[Goals]:
**A)** Using the tax appeal excerpt below, decide whether each statement agrees with it. Answer yes or no for each, quoting the words of the excerpt that decide it. (i) The cash receipt on page no.6 of the seized Annexure is dated 31.10.2014. (ii) The assessee replied to the Assessing Officer's show cause about the Rs.25,00,000/- receipt. (iii) Grounds of appeal No.1 and 6 were dismissed because they were general in nature.
**B)** According to the tax appeal excerpt below, from whom did the assessee receive the Rs.25 lakhs in cash shown on page no.6 of the seized Annexure?
**C)** Reproduce the tax appeal excerpt below word for word, from "5. The learned" to "nature are dismissed.".

[Source document]:
--------

3. The learned Commissioner of Income-Tax (Appeals) erred in Confirming the addition made by the Assessing officer of Rs.25 lakhs on the ground that it represents unaccounted receipt.

4. The learned Commissioner of Income-Tax (Appeals) erred in confirming the action of the Assessing officer in making addition on account of unexplained expenditure of Rs.55.60 lakhs; Rs.197.90 lakhs; Rs.1.0 lakh; and Rs.43.32 lakhs without properly considering the explanation offered by the appellant. The learned Commissioner of Income-Tax (Appeals) ought to have seen that the appellant properly explained the source for each expenditure incurred by the appellant and the learned Commissioner of Income-Tax (Appeals) ought to have held that the Assessing Officer is not justified in making such additions.

5. The learned Commissioner of Income-Tax (Appeals) erred in confirming levy of interest u/s 234A(3) and 234B(3) of the I.T. Act. 6. Any other ground that may be urged at the time of hearing”.

133. Ground of appeal No.1 & 6 being general in nature are dismissed.

134. In Ground of appeal No.2, the assessee has challenged the validity of the initiation of proceedings u/s 153A of the Act. After hearing both sides, we find this ground is identical to the ground of appeal in ITA No.132/Hyd/2018 for the A.Y 2012-13. We have already decided the issue and the ground raised by the assessee on this has been dismissed. Following similar reasoning, this ground raised by the assessee is dismissed.

135. Ground of Appeal No.3 relates to the order of the learned CIT (A) in confirming the addition of Rs.25.00 lakhs made by the Assessing Officer on account of unaccounted receipts.

136. Facts of the case, in brief are that Annexure A/PMB/01 is a loose sheet of paper containing pages numbered from 01 to 58 which was seized from the residence of the assessee. Page no.6 of the seized Annexure is a cash receipt, dated 31.10.2014 wherein an amount of Rs.25 lakhs is seen to have been received by the assessee in cash from Smt.Nagineny Pradamda during the financial year 2014-15, towards sale of Open Plot at Sy.No.351 & 354, Area 1625 Sq.Yds, Uppal, R,R. Dist. i.e. @ Rs.22,000/ per Sq.Yds. The Assessing Officer asked the assessee to confirm whether the said receipt of Rs.25,00,000/- was offered to tax. The assessee was also asked to show cause as to why entire receipt of Rs.25,00,000/- should not be treated as his undisclosed income and brought to tax for the A.Y.2015-16. The assessee failed to file any reply in this regard. Accordingly, the entire receipts of Rs.25,00,000/- was treated by the Assessing Officer as undisclosed income of the assessee.

--------

[Dataset records]:
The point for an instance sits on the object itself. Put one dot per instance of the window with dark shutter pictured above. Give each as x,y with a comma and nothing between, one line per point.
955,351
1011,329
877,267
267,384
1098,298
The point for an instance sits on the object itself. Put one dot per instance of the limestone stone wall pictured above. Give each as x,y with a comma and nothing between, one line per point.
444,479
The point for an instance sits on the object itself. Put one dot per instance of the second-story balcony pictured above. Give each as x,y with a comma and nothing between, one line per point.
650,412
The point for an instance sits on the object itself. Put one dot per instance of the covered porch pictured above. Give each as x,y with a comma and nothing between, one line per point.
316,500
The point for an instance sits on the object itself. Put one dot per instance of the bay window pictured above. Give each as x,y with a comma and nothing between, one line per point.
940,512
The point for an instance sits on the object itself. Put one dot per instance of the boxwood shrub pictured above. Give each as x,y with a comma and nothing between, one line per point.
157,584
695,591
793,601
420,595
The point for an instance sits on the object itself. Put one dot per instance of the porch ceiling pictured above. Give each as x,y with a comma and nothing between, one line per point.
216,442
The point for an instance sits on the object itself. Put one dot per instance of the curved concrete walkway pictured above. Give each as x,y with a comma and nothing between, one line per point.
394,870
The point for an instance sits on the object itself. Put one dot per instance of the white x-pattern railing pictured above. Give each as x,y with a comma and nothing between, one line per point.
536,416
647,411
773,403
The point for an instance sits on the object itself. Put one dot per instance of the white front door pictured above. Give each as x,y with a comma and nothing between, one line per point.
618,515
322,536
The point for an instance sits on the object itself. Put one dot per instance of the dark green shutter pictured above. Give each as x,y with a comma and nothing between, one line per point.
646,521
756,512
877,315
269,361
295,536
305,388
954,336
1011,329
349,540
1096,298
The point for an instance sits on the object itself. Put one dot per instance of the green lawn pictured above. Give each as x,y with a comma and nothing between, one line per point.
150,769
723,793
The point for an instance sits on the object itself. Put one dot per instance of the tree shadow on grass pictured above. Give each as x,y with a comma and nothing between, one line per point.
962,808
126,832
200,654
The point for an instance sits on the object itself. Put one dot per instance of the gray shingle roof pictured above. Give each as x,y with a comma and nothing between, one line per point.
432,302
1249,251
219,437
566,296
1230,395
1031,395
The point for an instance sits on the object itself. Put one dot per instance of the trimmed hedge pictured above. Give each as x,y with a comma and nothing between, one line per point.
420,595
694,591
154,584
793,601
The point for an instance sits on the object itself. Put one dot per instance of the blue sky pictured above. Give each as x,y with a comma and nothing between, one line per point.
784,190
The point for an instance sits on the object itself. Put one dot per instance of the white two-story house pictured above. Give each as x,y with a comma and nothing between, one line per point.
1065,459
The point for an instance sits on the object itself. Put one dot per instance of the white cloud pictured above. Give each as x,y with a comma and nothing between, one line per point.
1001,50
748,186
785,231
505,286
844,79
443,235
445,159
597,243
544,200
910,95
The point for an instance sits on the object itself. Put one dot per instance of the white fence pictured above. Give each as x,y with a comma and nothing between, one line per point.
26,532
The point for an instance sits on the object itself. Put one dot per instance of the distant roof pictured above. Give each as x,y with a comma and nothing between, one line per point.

--------

[Answers to each task]:
**A)**
(i) Yes: "Page no.6 of the seized Annexure is a cash receipt, dated 31.10.2014"
(ii) No: "The assessee failed to file any reply in this regard."
(iii) Yes: "Ground of appeal No.1 & 6 being general in nature are dismissed."

**B)** Smt.Nagineny Pradamda.

**C)**
5. The learned Commissioner of Income-Tax (Appeals) erred in confirming levy of interest u/s 234A(3) and 234B(3) of the I.T. Act. 6. Any other ground that may be urged at the time of hearing”.

133. Ground of appeal No.1 & 6 being general in nature are dismissed.